Monday, July 20, 2009

Courage, audacity, and leadership apparently in short supply


Our legislators are describing the proposed healthcare reform as "keeping what works and fixing what doesn't work." I'm concerned that they are taking a simplistic view. Our healthcare system is such a complex, tangled, and flawed conglomerate of silos, it needs to be scrapped, including Medicare and Medicaid.

The existing healthcare system does not work precisely because it is a system of silos. Silos foster self-absorption, disparate goals, redundancy, and poor communication. Cobbling together existing silos with bandaids is doomed to cost a lot more than supporters of the current proposal anticipate, and will not solve the underlying problems.

I'm pragmatic enough to realize that scrapping and building from scratch may be an impossible task for our lobbyist-run government, but now is likely the only time we have a chance to "do the thing right." We need to build an efficient new integrated system managed by a private non-profit entity. We have experts in this country who can accomplish this—just look for proteges of Dr. W. Edwards Deming (http://deming.org/).

Material supplied »
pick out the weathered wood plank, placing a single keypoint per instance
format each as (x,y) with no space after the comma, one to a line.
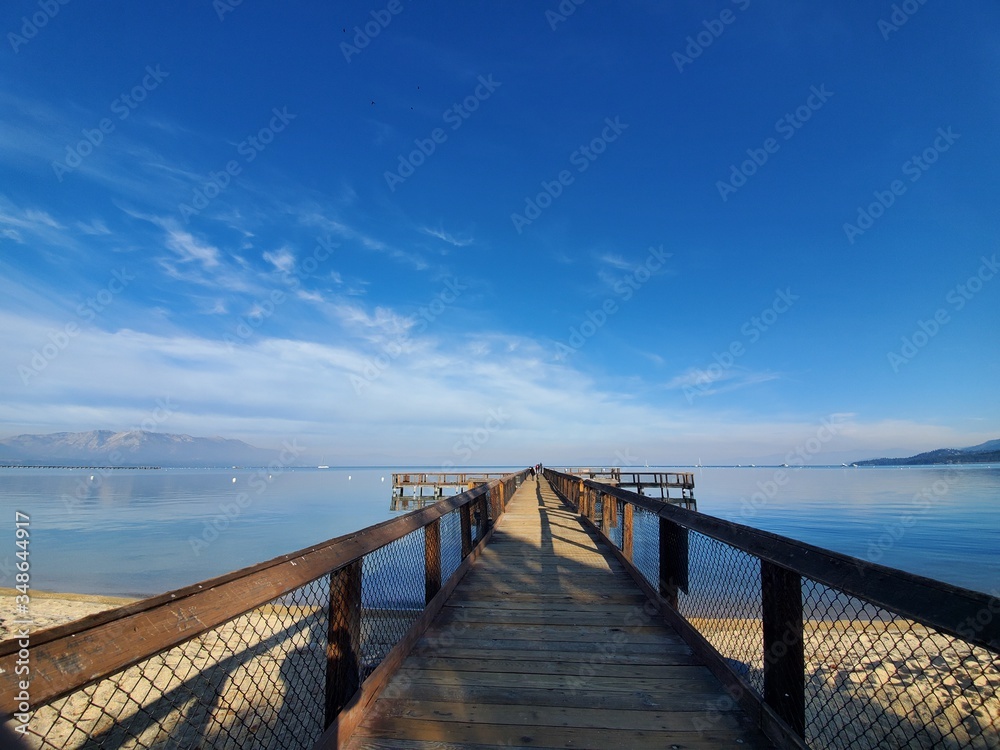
(559,737)
(676,695)
(526,715)
(548,643)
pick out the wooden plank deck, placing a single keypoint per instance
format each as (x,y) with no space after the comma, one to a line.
(546,644)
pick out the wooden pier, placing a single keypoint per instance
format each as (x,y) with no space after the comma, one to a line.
(436,482)
(673,487)
(531,612)
(546,643)
(654,484)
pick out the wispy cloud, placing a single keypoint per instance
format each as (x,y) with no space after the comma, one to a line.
(188,248)
(451,239)
(316,218)
(715,380)
(283,260)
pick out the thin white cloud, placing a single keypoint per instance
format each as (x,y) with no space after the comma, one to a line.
(283,260)
(410,403)
(188,248)
(715,379)
(93,228)
(448,237)
(616,261)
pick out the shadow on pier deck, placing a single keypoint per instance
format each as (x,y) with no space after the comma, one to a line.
(548,643)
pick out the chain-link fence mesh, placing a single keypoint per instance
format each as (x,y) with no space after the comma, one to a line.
(877,680)
(255,681)
(265,678)
(872,679)
(723,602)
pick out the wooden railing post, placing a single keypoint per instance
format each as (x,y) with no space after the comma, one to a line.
(432,559)
(627,532)
(343,650)
(484,524)
(606,503)
(465,514)
(784,664)
(673,560)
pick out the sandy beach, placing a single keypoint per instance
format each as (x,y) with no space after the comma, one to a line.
(47,610)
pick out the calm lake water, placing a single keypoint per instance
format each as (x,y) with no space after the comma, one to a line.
(133,532)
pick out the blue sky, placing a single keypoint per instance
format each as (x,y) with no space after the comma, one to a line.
(504,232)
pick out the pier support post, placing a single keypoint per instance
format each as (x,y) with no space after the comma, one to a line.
(465,513)
(673,561)
(627,532)
(432,559)
(784,663)
(343,650)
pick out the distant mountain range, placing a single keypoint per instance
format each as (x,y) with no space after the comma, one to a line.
(984,453)
(132,448)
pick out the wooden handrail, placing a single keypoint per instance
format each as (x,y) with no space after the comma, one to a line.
(67,658)
(950,609)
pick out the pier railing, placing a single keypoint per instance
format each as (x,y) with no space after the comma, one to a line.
(287,653)
(821,649)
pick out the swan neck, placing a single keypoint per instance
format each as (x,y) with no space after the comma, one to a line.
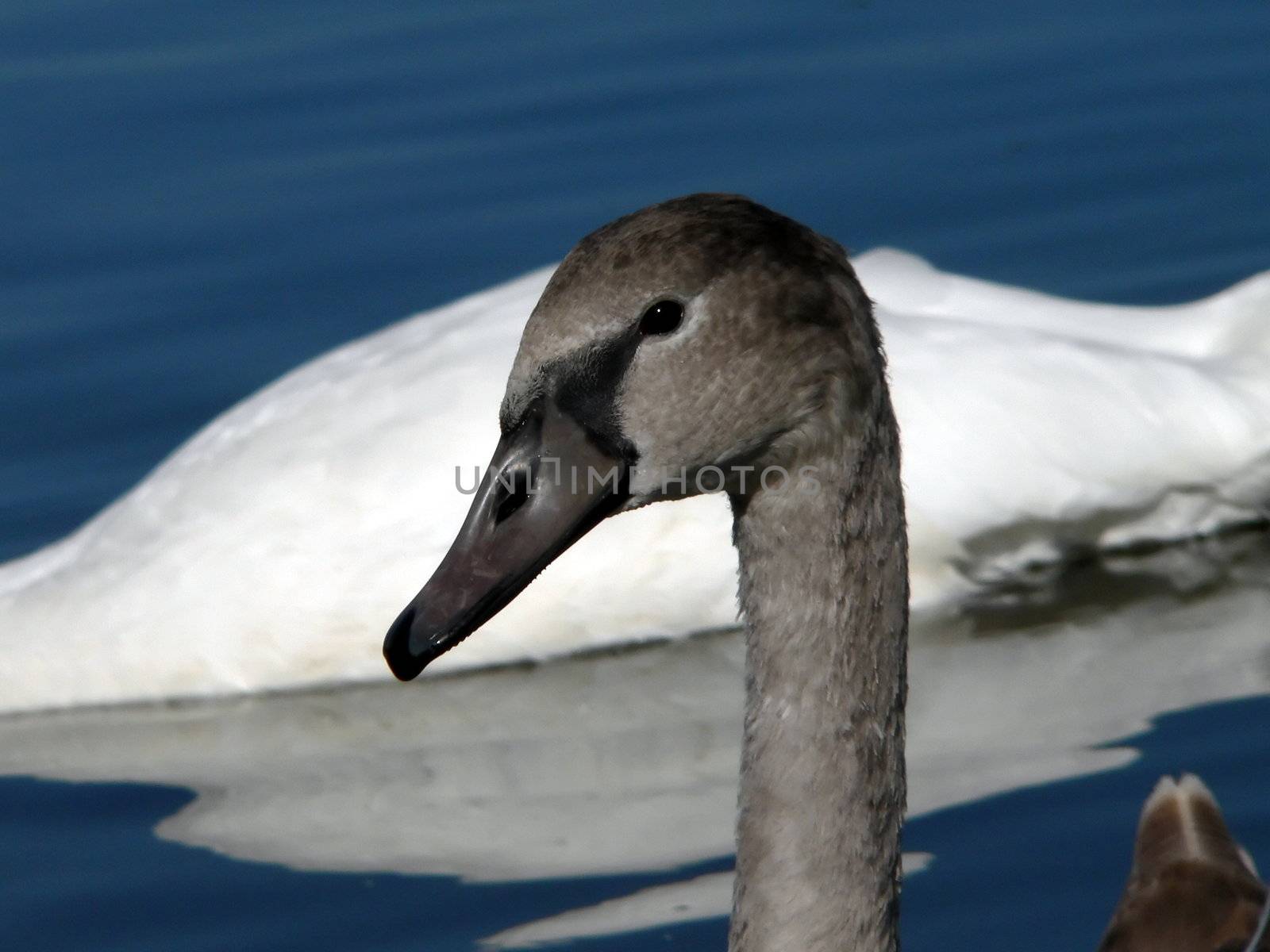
(825,594)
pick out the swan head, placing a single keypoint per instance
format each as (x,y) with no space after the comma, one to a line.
(681,349)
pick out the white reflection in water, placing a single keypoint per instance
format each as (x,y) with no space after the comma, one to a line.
(629,762)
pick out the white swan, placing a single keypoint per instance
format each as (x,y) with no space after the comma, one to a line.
(270,550)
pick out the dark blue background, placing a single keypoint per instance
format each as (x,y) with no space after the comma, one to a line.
(196,197)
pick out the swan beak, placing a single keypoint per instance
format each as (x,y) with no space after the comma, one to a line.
(549,482)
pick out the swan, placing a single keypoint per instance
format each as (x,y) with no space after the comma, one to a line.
(1095,427)
(1191,888)
(710,336)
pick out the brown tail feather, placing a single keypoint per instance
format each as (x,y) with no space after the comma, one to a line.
(1191,888)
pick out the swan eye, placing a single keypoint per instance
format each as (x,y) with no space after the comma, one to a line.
(662,317)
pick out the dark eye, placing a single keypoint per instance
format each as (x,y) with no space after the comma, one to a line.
(662,317)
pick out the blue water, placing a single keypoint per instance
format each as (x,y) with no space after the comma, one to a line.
(1037,869)
(197,197)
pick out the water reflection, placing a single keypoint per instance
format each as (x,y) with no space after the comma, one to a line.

What to do »
1. Decide whether each statement below agrees with the post on healthcare reform. For each, answer yes or no and quote the deciding words of the post.
(a) The author wants Medicare and Medicaid kept in place.
(b) The author proposes a system managed by a private non-profit entity.
(c) The author states that silos foster good communication.
2. Update a passage of the post on healthcare reform, beginning at the words "Our legislators are" and stopping after "the underlying problems.". Replace "bandaids" with "patches".
3. In the post on healthcare reform, whose proteges does the author suggest looking for?

Expected outputs »
1.
(a) No: "it needs to be scrapped, including Medicare and Medicaid."
(b) Yes: "We need to build an efficient new integrated system managed by a private non-profit entity."
(c) No: "Silos foster self-absorption, disparate goals, redundancy, and poor communication."

2.
Our legislators are describing the proposed healthcare reform as "keeping what works and fixing what doesn't work." I'm concerned that they are taking a simplistic view. Our healthcare system is such a complex, tangled, and flawed conglomerate of silos, it needs to be scrapped, including Medicare and Medicaid.

The existing healthcare system does not work precisely because it is a system of silos. Silos foster self-absorption, disparate goals, redundancy, and poor communication. Cobbling together existing silos with patches is doomed to cost a lot more than supporters of the current proposal anticipate, and will not solve the underlying problems.

3. Proteges of Dr. W. Edwards Deming.